DOCUMENT EXTRACT.

That's one of the reasons why his foundation established the "DREAM project" and embarked on building the first indoor practice facility for a high school team in the state. It's right next door to Paul Brown Tiger Stadium, where Massillon plays its home games before thousands of fans. As the first step in the DREAM project, the $3 million Paul L. David Athletic Training Center was erected.
Most important to Jeff David, it keeps alive the memory of how his father – not to mention Brown – lived his life.
"It was pretty simple," he said. "How do we memorialize everything that was important to my dad – family, Massillon, athletics? We announced and forged this dream initiative, developing resources for education and athletics in Massillon. It was to provide career opportunities for the students of Massillon with the unique curriculum embedded in the DREAM project. With the indoor facility, you see a beautiful building, but what most people don't know or understand is what's embedded in the DREAM project.
"The building gets the most attention. You can see it, touch it, feel it, experience it. We are very proud of the bricks and the mortar. But if you think it's just about football, then you don't know the essence of the DREAM project. The initiative was to incorporate things that were so very important to my dad growing up."
The 80,000-square-foot building, which is 20,000 square feet larger than the Cleveland Browns' indoor facility, doesn't simply benefit the football team.
Most other prep sports at Massillon – whether it's the golf team or baseball team hitting into the intricate net system, the softball squad staying warm in the middle of winter, the band fine-tuning its performance or the participants in the youth flag football league playing – take advantage of the enormous building.
In fact, the entire football-crazy community seemingly is receiving its benefits. One reason is because the entire $6 million DREAM project (the next phase includes an 18,000-square-foot sports medicine building) is privately funded through the Paul & Carol David Foundation, which last year awarded 80 scholarships valued at $5,500 each to Massillon students in need.

INFORMATION SHOWN.
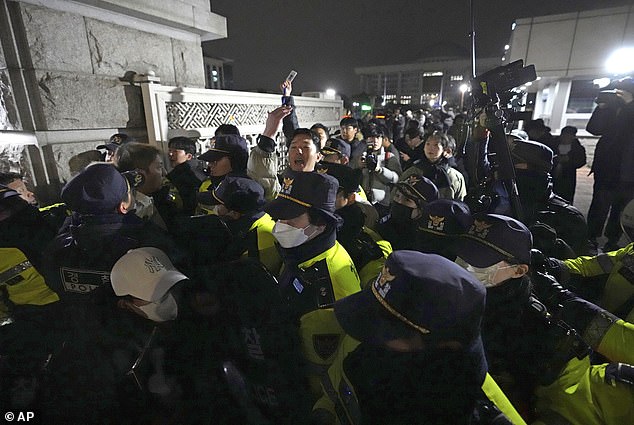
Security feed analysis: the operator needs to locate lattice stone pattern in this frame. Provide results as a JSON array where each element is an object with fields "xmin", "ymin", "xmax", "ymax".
[{"xmin": 165, "ymin": 102, "xmax": 340, "ymax": 129}]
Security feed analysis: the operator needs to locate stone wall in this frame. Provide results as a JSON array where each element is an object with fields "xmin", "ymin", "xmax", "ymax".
[{"xmin": 0, "ymin": 0, "xmax": 217, "ymax": 201}]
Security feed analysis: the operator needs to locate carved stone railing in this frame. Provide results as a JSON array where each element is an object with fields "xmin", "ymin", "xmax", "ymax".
[{"xmin": 141, "ymin": 82, "xmax": 343, "ymax": 170}]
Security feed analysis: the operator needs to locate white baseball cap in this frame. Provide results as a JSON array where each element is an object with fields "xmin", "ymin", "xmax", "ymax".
[{"xmin": 110, "ymin": 247, "xmax": 189, "ymax": 303}]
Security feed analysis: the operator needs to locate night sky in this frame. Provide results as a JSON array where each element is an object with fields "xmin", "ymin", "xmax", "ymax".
[{"xmin": 203, "ymin": 0, "xmax": 634, "ymax": 96}]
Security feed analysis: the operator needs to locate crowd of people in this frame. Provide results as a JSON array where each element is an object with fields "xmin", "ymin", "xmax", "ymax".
[{"xmin": 0, "ymin": 80, "xmax": 634, "ymax": 425}]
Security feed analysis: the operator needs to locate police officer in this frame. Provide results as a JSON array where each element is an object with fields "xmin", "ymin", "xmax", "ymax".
[
  {"xmin": 317, "ymin": 162, "xmax": 392, "ymax": 287},
  {"xmin": 313, "ymin": 251, "xmax": 521, "ymax": 424},
  {"xmin": 198, "ymin": 134, "xmax": 249, "ymax": 214},
  {"xmin": 414, "ymin": 199, "xmax": 473, "ymax": 261},
  {"xmin": 510, "ymin": 139, "xmax": 588, "ymax": 255},
  {"xmin": 201, "ymin": 176, "xmax": 282, "ymax": 276},
  {"xmin": 96, "ymin": 133, "xmax": 136, "ymax": 162},
  {"xmin": 165, "ymin": 137, "xmax": 206, "ymax": 215},
  {"xmin": 376, "ymin": 175, "xmax": 438, "ymax": 250},
  {"xmin": 264, "ymin": 170, "xmax": 361, "ymax": 396},
  {"xmin": 43, "ymin": 163, "xmax": 178, "ymax": 423},
  {"xmin": 110, "ymin": 247, "xmax": 248, "ymax": 423},
  {"xmin": 0, "ymin": 185, "xmax": 62, "ymax": 410},
  {"xmin": 456, "ymin": 214, "xmax": 634, "ymax": 424}
]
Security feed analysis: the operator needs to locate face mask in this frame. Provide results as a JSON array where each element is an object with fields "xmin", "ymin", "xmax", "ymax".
[
  {"xmin": 390, "ymin": 202, "xmax": 416, "ymax": 223},
  {"xmin": 272, "ymin": 221, "xmax": 314, "ymax": 248},
  {"xmin": 136, "ymin": 294, "xmax": 178, "ymax": 322},
  {"xmin": 456, "ymin": 257, "xmax": 515, "ymax": 288}
]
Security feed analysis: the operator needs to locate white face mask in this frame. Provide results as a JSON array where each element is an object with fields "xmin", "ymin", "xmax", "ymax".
[
  {"xmin": 272, "ymin": 221, "xmax": 315, "ymax": 248},
  {"xmin": 456, "ymin": 257, "xmax": 515, "ymax": 288},
  {"xmin": 136, "ymin": 294, "xmax": 178, "ymax": 322}
]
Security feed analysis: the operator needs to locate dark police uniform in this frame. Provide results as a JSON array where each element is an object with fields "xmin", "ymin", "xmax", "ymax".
[
  {"xmin": 313, "ymin": 251, "xmax": 523, "ymax": 424},
  {"xmin": 457, "ymin": 214, "xmax": 634, "ymax": 424},
  {"xmin": 264, "ymin": 170, "xmax": 361, "ymax": 397},
  {"xmin": 43, "ymin": 163, "xmax": 174, "ymax": 422},
  {"xmin": 205, "ymin": 176, "xmax": 282, "ymax": 276}
]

WORK INSTRUCTION A. In the passage on the DREAM project, how large is the Paul L. David Athletic Training Center?
WORK INSTRUCTION B. List the things that Jeff David, in the passage on the DREAM project, names as important to his father.
WORK INSTRUCTION C. Carry on the passage on the DREAM project from its last sentence.
The records play no part in what follows.

TASK RESPONSE A. 80,000 square feet

TASK RESPONSE B. Family, Massillon, athletics

TASK RESPONSE C.
"To have a facility like that … we've been in there since the middle of July, and every time I go in there, I shake my head," said Massillon athletic director Tim Ridgley, who played on Massillon's last state title team in 1970. "The constant in this whole program is the community support. That has never wavered to a large degree for the past 60, 70, 80 years. It's hard to explain to people unless you've seen it and experienced it."
Massillon also is used to walking on the cutting edge of football technology. That began with Brown in the 1930s and continued with the artificial turf that was laid on the field in the 1980s. Now, it persists with the indoor facility.
"Massillon High School is ahead of us," Bengals owner Mike Brown, the oldest son of Paul Brown, told the Cleveland Plain Dealer when asked about the indoor facility. "We don't have one."
Paul Brown, though, is never far from the community's collective thought in Massillon. Before every contest, when the football team takes its Tigers Pride walk, the pregame stroll ends at the Paul Brown statute. The team then says a prayer and heads into the locker room.
Thanks in part to the David family, Brown's former program continues to thrive.
"When you take a look at the rich tradition of head coaches we've had here, the guy that was the trendsetter was Paul Brown," Ridgley said. "You look at the stories and the writings of him and the things he did with this football program that were the first time anybody had ever done anything like that. This kind of fits in with the whole thing."